Source data:

● ● ● ● ●

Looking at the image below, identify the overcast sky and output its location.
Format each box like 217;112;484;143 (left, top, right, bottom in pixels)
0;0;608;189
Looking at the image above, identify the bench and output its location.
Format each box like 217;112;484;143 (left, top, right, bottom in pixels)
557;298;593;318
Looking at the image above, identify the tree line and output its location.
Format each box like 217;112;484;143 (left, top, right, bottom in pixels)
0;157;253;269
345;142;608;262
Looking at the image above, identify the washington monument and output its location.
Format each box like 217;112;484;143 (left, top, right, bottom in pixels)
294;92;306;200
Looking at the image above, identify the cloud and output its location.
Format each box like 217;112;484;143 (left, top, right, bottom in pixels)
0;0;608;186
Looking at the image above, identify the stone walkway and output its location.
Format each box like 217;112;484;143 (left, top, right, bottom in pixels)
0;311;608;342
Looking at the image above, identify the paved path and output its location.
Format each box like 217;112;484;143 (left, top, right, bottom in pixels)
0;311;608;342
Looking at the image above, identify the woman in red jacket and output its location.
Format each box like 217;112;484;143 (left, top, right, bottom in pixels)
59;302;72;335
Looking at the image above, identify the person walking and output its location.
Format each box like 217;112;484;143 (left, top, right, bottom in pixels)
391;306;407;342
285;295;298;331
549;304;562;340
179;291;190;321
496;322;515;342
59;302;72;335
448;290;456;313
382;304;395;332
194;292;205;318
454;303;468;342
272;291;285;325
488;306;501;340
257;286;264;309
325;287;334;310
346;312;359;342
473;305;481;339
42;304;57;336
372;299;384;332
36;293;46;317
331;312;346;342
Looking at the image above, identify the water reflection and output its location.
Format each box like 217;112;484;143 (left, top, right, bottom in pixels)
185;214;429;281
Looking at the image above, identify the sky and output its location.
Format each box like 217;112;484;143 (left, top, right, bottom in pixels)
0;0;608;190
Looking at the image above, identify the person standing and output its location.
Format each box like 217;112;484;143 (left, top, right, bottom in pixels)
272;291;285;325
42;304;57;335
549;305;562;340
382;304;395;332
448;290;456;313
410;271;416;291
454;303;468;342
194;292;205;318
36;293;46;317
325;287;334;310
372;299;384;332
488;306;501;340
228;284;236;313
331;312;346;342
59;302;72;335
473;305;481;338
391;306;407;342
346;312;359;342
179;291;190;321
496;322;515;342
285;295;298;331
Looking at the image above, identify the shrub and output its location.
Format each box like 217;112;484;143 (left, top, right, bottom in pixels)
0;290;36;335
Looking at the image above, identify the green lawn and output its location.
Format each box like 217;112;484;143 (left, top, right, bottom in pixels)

● ● ● ● ●

*PROBLEM TO SOLVE*. Can you reproduce every line of the entries above verbatim?

*RESULT OF THIS TASK*.
Looking at the image below, identify the overcast sky and output its location.
Format each box like 217;112;484;143 (left, top, right, bottom in pixels)
0;0;608;189
Looking at the image above, identify the bench and output its location.
Format each box like 217;112;484;143 (left, top, right, bottom in pixels)
557;298;593;318
Looking at the image above, identify the tree line and output its location.
Format each box like 217;112;484;143 (left, top, right, bottom in pixels)
0;157;253;269
345;142;608;262
Looking at the image above, identify the washington monument and output its location.
Format each box like 217;112;484;143 (left, top, right, bottom in pixels)
294;92;306;200
Looking at the image above, identify the cloud and output its location.
Format each box like 217;112;484;143 (left, top, right, bottom in pixels)
0;0;608;186
Looking at the image above, identify the stone walkway and output its location.
Format each box like 217;112;484;143 (left, top, right, bottom in pixels)
0;311;608;342
Looking at the image above, identify the paved path and output its location.
Format each box like 217;112;484;143 (left, top, right, bottom in pixels)
0;311;608;342
Looking at the image above, identify the woman in red jacket and output its location.
Format each box like 217;112;484;143 (left, top, right, bottom in pixels)
59;302;72;335
Looking at the image above, identify the person walking and output its location.
Format each box like 217;112;484;143 (left, top, right, bottom in pixels)
391;306;407;342
285;295;298;331
549;304;562;340
179;291;190;321
496;322;515;342
59;302;72;335
448;290;456;313
382;304;395;332
194;292;205;318
454;303;468;342
272;291;285;325
488;306;501;340
257;286;264;309
325;287;334;310
346;312;359;342
473;305;481;339
42;304;57;336
372;299;384;332
36;293;46;317
331;312;346;342
Looking at the image above, identify the water reflection and output its location.
Format each box like 217;112;484;143 (left, top, right, bottom in pixels)
185;214;429;281
Looking at the image above, identify the sky and output its location.
Format each box like 217;112;484;143 (left, top, right, bottom in pixels)
0;0;608;190
Looking at the image above, identify the person standing and output its location.
Format each box like 217;112;484;143 (left, top, right, bottom in pixels)
272;291;285;325
42;304;57;335
549;305;562;340
382;304;395;332
448;290;456;313
410;271;416;291
454;303;468;342
194;292;205;318
36;293;46;317
325;287;334;310
372;299;384;332
488;306;501;340
228;284;236;313
331;312;346;342
59;302;72;335
473;305;481;338
391;306;407;342
346;312;359;342
179;291;190;321
496;322;515;342
285;295;298;331
Looking at the image above, identify the shrub and output its location.
Format each box like 217;112;484;143 (left, top, right, bottom in pixels)
0;290;36;335
Looking at the image above, identify the green lawn and output its location.
Format each box like 217;112;484;143 (left, top, right, bottom in pixels)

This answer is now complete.